- [EXERCISE] Output the material exactly, line by line.

- [AVAILABLE DATA]
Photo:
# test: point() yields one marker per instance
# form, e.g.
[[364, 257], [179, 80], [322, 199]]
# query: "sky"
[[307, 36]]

- [ANSWER BOX]
Photo:
# test: point() yields one marker per instance
# form, e.g.
[[364, 257], [179, 80], [322, 199]]
# query: "sky"
[[307, 36]]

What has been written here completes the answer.